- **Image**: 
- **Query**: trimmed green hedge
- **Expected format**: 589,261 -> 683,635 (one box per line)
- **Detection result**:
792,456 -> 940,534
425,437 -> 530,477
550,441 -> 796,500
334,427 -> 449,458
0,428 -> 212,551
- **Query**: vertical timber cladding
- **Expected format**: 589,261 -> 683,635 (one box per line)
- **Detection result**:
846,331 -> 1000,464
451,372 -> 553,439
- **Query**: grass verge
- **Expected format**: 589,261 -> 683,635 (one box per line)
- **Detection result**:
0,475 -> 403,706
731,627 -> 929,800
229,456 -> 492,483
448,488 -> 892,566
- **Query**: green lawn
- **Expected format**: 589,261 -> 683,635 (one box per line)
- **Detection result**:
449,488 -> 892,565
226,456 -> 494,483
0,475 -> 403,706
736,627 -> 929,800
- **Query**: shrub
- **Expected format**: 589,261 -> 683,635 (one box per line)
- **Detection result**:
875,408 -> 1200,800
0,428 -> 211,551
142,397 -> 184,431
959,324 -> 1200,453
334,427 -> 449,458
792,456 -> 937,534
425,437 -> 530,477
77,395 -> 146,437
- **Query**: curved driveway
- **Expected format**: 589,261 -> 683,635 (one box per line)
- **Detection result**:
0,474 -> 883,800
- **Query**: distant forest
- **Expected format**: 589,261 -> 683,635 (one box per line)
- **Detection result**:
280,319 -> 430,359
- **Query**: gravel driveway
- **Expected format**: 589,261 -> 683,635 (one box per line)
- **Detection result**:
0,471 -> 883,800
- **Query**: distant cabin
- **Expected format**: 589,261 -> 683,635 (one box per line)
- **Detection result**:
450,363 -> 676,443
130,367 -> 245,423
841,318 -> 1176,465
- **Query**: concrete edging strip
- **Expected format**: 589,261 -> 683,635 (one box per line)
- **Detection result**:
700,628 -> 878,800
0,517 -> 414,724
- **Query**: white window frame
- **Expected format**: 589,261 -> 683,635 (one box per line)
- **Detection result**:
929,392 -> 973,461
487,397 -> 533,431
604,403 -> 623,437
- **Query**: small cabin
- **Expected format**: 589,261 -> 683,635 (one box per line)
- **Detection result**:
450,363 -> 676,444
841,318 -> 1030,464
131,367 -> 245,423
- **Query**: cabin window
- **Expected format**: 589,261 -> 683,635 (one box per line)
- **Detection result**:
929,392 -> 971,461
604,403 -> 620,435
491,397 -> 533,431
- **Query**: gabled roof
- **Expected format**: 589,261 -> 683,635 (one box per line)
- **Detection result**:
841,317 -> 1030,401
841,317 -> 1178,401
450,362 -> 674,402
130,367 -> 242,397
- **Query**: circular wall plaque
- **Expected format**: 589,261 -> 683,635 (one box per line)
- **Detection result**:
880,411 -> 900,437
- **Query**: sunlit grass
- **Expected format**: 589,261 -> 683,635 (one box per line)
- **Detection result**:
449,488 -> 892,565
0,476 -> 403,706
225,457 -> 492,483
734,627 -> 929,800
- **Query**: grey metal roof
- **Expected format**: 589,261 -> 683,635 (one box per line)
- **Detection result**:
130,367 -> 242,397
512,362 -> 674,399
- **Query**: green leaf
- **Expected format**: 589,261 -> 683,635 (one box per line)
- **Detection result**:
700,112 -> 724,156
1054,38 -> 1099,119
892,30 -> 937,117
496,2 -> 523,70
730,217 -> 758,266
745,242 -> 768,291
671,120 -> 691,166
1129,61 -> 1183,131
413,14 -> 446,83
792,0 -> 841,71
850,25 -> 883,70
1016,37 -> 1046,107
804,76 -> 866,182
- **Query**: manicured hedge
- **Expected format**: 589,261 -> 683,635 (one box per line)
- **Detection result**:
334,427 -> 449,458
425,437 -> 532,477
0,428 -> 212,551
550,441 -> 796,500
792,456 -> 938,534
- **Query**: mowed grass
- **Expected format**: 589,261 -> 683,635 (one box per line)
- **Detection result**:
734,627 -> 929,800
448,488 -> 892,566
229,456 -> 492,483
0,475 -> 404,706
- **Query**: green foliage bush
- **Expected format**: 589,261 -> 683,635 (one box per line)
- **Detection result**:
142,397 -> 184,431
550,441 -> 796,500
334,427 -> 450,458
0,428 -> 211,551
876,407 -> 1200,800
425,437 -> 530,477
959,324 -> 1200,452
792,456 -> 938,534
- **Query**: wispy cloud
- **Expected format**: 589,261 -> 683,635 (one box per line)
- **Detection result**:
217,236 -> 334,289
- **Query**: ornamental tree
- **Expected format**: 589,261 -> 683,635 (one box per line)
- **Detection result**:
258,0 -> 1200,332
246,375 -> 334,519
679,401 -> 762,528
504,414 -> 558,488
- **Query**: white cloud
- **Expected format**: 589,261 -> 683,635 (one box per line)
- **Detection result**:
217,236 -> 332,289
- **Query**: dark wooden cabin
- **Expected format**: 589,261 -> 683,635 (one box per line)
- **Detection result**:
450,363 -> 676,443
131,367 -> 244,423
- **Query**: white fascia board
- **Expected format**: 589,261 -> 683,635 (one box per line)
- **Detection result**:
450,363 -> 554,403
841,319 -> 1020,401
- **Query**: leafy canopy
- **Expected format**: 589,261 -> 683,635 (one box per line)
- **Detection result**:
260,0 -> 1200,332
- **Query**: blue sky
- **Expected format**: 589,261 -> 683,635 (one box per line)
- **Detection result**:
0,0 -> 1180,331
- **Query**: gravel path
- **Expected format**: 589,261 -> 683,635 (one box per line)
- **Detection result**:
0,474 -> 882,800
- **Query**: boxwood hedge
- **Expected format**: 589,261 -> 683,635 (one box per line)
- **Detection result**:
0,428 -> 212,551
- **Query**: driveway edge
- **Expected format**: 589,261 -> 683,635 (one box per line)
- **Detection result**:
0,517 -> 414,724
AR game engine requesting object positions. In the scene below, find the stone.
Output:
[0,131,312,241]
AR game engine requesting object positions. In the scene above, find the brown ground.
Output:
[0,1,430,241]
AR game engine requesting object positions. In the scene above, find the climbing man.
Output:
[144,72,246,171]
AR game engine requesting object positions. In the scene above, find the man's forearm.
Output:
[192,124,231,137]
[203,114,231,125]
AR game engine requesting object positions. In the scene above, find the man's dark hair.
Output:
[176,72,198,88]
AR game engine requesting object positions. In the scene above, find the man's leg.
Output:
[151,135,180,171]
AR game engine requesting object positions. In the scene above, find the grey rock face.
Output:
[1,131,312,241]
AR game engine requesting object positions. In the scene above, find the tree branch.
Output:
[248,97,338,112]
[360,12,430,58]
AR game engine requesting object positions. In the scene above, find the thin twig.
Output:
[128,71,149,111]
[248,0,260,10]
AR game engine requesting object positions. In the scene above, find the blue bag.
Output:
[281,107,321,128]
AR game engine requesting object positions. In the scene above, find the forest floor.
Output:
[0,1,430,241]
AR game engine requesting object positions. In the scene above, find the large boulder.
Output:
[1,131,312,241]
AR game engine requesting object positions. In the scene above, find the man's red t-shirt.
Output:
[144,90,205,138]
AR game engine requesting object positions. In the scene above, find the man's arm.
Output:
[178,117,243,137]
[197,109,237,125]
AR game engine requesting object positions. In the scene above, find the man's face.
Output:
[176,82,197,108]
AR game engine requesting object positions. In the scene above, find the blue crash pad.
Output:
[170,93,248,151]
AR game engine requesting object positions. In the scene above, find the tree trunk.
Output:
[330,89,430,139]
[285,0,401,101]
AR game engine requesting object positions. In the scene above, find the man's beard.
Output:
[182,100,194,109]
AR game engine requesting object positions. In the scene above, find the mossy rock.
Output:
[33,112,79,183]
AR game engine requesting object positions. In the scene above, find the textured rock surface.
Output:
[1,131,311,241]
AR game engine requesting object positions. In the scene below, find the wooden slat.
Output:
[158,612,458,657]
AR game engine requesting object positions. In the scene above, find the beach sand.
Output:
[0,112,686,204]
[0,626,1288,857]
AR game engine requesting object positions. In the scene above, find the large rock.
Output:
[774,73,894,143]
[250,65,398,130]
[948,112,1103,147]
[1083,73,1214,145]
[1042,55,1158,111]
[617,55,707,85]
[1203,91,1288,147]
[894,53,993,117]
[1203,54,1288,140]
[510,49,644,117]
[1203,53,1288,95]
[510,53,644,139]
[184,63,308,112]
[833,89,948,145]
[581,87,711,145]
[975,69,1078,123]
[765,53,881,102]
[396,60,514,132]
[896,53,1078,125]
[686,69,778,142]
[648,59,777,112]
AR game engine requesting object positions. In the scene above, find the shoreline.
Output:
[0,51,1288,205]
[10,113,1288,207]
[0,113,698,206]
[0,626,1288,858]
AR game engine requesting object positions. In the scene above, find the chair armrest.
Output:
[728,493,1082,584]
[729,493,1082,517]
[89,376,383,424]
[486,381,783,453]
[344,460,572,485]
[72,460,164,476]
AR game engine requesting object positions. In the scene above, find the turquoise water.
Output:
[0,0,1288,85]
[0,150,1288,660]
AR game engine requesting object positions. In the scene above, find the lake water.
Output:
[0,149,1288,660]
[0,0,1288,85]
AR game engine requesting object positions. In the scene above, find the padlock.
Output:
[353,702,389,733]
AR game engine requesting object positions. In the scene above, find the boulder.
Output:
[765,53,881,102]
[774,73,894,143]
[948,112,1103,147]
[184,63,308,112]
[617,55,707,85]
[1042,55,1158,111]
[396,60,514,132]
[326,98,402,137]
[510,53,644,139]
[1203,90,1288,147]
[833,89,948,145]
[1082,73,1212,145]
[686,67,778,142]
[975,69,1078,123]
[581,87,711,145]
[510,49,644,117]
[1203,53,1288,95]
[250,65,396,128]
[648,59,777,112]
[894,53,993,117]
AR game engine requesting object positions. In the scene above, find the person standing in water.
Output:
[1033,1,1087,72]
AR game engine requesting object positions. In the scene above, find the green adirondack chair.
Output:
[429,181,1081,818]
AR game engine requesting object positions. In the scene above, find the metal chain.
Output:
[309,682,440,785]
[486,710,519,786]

========================

What the exercise asks
Reproduce verbatim the lines of the data from the line containing "- **Query**: ornamental tree" through the line containing "131,367 -> 244,423", including both of those lines.

Solution to the problem
- **Query**: ornamental tree
- **Expected format**: 589,261 -> 683,635 (one box per line)
- **Detection result**:
258,0 -> 1200,332
246,375 -> 334,519
679,401 -> 762,528
504,414 -> 558,488
- **Query**: white cloud
- **Expected format**: 589,261 -> 683,635 (one box per line)
- **Detection result**:
217,236 -> 332,289
- **Query**: dark wooden cabin
- **Expected format**: 589,261 -> 683,635 (one box per line)
- **Detection result**:
450,363 -> 676,443
131,367 -> 244,423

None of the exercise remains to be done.